## PAGE
====
Wolfson Building at Somerville College Oxford, England

Listed Building Data

Wolfson Building at Somerville College has been designated a Grade II listed building in England with the following information, which has been imported from the National Heritage List for England. Please note that not all available data may be shown here, minor errors and/or formatting may have occurred during transcription, and some information may have become outdated since listing.

List Entry ID
1393210
Listing Type
listed building
Grade
II
Date Listed
12 March 2009
Name
WOLFSON BUILDING AT SOMERVILLE COLLEGE
Location
WOLFSON BUILDING AT SOMERVILLE COLLEGE, WOODSTOCK ROAD
District
Oxford
County
Oxfordshire
Grid Reference
SP 50910 06917
Easting
450910.4500
Northing
206917.0679

Listed Building Description

Text courtesy of Historic England. © Crown Copyright, reprinted under the Open Government License.
====
## CHALLENGE 1
Say whether each statement agrees with the Wolfson Building listing: (a) the building was listed in 2009; (b) the building is Grade I; (c) the listing gives Oxfordshire as the district. For each, answer yes or no and quote the deciding words.
## CHALLENGE 2
Set down the part of the Wolfson Building listing starting with "Wolfson Building at Somerville College has" and going on through "outdated since listing.", keeping every word unchanged.
## CHALLENGE 3
Write the next part of the Wolfson Building listing, picking up after its last line.
====
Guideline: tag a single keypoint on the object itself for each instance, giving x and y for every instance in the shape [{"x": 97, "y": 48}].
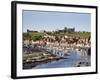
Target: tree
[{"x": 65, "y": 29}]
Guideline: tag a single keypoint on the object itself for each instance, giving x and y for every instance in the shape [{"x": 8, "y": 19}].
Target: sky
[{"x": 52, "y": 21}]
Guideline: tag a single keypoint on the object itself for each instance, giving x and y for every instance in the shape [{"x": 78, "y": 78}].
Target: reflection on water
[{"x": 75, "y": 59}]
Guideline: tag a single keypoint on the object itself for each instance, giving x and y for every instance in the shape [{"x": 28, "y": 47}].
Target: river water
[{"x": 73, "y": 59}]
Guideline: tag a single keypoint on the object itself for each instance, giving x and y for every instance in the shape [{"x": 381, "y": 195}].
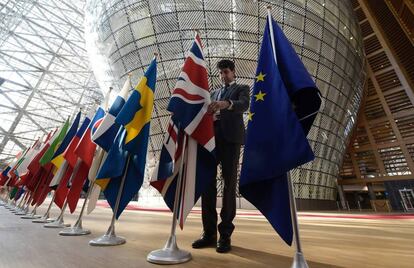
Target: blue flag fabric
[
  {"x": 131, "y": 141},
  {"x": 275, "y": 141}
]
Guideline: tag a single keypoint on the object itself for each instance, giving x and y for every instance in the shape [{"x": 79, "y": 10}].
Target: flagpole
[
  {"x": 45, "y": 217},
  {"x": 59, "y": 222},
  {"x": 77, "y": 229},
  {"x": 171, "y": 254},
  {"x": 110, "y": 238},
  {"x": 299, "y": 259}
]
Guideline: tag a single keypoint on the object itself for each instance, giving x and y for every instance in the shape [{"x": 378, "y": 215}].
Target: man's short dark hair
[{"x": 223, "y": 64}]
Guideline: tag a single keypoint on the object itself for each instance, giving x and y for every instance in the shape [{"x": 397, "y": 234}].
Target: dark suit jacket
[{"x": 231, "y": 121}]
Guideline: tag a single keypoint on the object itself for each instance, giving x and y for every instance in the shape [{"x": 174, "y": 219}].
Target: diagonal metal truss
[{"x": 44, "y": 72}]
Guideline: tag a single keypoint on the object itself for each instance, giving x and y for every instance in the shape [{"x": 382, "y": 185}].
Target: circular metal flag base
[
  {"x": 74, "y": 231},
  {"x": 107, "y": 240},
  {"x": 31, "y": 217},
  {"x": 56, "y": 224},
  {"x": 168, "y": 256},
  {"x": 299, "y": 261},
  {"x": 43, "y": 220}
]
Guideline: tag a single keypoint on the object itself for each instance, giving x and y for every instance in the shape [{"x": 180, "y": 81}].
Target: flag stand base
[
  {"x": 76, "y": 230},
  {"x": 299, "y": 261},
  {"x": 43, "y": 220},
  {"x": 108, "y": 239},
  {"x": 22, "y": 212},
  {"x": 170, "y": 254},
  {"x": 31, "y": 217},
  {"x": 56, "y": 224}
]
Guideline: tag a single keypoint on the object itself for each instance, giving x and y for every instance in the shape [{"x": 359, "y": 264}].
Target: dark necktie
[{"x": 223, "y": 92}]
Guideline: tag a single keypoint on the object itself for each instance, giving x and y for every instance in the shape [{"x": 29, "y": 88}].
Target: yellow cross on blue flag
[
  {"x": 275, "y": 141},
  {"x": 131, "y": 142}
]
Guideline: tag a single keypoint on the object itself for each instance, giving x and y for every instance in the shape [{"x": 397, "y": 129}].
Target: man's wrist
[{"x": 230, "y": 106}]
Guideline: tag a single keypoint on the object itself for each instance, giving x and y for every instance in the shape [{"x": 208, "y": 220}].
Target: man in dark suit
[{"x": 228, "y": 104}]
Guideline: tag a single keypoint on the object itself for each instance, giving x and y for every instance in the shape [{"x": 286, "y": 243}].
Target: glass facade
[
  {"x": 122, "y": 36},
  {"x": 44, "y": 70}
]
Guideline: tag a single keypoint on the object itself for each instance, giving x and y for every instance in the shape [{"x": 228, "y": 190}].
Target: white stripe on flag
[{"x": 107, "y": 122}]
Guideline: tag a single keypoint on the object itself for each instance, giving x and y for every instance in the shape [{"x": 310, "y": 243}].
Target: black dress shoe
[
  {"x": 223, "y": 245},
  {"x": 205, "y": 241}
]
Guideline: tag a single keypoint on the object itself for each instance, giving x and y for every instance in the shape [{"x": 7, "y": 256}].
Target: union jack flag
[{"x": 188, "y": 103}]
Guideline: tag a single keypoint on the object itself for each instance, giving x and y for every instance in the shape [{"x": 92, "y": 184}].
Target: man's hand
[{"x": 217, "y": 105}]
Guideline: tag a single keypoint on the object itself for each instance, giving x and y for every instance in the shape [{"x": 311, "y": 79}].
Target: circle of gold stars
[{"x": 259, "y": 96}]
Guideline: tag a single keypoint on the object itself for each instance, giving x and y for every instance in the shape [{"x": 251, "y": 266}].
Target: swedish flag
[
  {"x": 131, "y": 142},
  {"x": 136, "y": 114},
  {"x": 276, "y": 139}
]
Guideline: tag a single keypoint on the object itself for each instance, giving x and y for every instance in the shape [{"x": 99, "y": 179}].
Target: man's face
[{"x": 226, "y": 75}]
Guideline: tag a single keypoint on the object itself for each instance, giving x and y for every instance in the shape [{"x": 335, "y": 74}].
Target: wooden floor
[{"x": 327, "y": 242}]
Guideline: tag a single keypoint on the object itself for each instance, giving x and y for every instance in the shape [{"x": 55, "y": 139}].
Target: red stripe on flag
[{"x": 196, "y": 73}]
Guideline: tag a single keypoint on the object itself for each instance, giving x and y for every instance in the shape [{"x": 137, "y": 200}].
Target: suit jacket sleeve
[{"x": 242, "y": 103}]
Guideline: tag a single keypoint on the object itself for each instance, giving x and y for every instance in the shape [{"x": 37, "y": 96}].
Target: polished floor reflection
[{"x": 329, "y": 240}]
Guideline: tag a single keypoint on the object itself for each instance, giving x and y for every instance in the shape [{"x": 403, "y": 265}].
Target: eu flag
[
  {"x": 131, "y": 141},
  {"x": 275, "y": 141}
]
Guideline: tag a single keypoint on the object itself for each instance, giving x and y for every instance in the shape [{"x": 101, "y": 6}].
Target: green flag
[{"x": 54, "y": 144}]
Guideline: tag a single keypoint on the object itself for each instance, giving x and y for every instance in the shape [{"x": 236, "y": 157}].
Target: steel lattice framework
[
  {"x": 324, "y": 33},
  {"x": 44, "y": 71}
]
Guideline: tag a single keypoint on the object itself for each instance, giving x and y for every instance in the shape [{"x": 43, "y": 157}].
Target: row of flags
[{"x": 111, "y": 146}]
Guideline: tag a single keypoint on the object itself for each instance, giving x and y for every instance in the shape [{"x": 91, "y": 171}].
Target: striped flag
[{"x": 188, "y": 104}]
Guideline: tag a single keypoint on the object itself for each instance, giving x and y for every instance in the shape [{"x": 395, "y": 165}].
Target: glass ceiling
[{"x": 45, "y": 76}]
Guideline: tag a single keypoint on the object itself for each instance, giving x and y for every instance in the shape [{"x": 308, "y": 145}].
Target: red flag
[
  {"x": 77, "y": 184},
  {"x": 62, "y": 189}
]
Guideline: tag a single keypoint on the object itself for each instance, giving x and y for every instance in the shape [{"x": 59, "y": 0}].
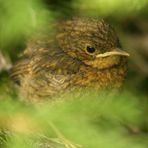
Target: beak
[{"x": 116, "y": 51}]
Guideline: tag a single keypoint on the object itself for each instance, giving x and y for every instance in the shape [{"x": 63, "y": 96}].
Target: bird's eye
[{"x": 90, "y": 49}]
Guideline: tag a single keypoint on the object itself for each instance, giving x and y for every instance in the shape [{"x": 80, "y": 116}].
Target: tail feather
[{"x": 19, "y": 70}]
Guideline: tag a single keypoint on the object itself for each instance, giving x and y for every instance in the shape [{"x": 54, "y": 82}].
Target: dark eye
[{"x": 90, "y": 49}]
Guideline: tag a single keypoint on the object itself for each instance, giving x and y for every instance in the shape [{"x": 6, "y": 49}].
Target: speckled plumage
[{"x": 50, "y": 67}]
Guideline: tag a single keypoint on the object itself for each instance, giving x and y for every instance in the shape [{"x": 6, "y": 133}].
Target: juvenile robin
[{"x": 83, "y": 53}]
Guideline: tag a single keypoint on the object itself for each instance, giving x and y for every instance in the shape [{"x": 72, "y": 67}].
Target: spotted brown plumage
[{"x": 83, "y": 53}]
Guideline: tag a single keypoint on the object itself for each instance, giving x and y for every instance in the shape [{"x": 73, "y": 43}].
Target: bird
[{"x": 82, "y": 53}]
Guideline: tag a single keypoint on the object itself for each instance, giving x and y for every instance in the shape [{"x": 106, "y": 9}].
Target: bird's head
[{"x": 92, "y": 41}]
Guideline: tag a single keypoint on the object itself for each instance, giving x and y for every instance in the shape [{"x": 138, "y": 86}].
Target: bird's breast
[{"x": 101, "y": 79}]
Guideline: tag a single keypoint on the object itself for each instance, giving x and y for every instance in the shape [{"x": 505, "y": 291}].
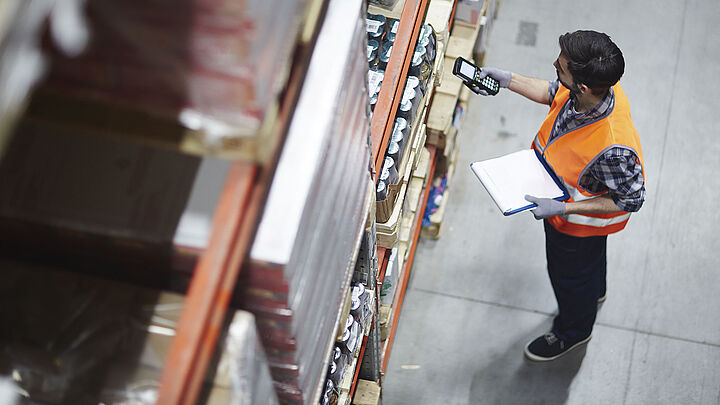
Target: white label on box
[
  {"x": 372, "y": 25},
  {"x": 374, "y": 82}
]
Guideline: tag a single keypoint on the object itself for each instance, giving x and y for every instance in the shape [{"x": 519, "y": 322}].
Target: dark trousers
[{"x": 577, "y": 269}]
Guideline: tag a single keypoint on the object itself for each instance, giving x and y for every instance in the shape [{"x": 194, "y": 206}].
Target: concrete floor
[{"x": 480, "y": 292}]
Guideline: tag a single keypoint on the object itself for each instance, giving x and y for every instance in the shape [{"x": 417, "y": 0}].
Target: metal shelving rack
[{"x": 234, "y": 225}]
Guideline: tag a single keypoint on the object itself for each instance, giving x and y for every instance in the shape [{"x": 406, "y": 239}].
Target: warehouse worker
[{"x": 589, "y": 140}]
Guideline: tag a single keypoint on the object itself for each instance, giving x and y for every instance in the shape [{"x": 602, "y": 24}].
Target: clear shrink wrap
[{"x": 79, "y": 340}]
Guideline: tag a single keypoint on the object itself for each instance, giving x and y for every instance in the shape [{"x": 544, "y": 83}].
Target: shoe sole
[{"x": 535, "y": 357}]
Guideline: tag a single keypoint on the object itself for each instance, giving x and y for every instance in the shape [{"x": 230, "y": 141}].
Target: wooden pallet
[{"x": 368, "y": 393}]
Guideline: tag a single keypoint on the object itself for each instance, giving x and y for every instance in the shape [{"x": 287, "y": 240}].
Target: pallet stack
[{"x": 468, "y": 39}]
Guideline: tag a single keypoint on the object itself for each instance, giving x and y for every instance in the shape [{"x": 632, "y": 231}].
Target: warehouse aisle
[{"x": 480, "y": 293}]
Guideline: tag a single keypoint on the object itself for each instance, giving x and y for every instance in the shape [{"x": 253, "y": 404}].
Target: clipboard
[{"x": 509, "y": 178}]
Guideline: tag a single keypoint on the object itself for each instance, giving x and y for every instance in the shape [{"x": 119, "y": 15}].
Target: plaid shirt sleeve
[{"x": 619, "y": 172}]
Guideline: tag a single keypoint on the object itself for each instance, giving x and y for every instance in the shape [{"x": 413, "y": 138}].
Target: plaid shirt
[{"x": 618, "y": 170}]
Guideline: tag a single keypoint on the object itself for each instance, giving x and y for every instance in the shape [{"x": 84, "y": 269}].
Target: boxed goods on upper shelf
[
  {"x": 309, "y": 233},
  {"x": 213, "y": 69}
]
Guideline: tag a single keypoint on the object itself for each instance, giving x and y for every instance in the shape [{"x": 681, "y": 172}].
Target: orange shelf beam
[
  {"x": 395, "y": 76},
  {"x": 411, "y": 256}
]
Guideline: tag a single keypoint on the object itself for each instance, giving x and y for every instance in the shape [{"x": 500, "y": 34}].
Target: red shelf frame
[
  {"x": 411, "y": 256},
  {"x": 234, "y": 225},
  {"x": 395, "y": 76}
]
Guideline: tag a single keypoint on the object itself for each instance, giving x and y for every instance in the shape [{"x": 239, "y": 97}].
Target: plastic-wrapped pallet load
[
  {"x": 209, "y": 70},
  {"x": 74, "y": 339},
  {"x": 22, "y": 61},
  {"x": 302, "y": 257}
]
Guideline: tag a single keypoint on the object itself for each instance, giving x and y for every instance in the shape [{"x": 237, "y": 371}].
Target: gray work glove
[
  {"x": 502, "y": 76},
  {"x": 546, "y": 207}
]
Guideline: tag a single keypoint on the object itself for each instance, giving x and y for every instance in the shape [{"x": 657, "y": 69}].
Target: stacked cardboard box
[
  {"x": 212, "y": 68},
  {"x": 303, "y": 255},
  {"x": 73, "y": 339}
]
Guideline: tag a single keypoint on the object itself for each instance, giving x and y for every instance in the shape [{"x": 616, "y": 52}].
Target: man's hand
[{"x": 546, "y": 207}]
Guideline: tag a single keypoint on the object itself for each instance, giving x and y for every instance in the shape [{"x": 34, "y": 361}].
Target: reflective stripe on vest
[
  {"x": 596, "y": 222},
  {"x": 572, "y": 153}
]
====
## TASK ANSWER 1
(a) Yes: "12 March 2009"
(b) No: "II"
(c) No: "Oxford"

## TASK ANSWER 2
Wolfson Building at Somerville College has been designated a Grade II listed building in England with the following information, which has been imported from the National Heritage List for England. Please note that not all available data may be shown here, minor errors and/or formatting may have occurred during transcription, and some information may have become outdated since listing.

## TASK ANSWER 3
OXFORD

SP5006NE WOODSTOCK ROAD 612/4/10049 (West side) 12-MAR-09 Wolfson Building at Somerville College

GV II

Also Known As: Wolfson Building at Somerville College, WALTON STREET Residential block for students and staff, with ground floor meeting room. 1966-7 by Arup Associates, architects and engineers.

MATERIALS: Precast concrete structure (erected in six weeks) with exposed columns and beams of smooth grey concrete. Between the projecting bay windows there are precast concrete facing panels with a finish of Derbyshire spar aggregate. The ground floor is clad in brick.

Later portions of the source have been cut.